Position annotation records
## start

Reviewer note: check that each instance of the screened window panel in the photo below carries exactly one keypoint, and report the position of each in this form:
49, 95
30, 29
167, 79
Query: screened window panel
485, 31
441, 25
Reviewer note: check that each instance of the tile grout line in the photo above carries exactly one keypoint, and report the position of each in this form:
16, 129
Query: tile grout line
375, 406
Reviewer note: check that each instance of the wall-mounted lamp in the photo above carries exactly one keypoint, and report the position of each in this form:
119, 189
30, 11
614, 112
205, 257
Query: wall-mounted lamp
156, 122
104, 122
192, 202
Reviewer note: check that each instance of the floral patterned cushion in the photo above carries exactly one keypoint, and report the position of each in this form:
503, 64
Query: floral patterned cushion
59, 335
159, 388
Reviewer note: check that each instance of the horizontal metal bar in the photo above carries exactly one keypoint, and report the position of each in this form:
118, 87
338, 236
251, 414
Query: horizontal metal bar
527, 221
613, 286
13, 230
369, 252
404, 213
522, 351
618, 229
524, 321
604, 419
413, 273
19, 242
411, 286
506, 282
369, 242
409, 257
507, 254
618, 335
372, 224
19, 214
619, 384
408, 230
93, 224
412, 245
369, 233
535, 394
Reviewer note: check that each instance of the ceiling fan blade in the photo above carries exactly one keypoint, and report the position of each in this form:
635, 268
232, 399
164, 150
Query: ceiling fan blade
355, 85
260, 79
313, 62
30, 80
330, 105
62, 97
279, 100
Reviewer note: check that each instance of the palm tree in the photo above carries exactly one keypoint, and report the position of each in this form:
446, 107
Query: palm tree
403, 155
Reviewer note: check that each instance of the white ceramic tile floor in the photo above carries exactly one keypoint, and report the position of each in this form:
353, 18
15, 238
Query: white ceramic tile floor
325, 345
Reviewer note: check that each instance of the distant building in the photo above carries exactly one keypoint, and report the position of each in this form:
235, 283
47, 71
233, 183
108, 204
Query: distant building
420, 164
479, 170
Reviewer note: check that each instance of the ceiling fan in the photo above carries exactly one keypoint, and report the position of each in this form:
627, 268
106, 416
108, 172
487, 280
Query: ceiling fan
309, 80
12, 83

## end

**EXERCISE BRIEF**
Format the stretch of material from the line containing "Reviewer note: check that each instance of the ceiling fan in" through the end of the material as a numbered list, leaving out any blank lines.

**RESULT FOR THIS TASK**
1. Reviewer note: check that each instance of the ceiling fan in the photo above carries exactly one keypoint, and report the position of each in this form:
2. 627, 268
3. 106, 416
4. 108, 172
5. 487, 280
6. Query: ceiling fan
7. 309, 80
8. 12, 83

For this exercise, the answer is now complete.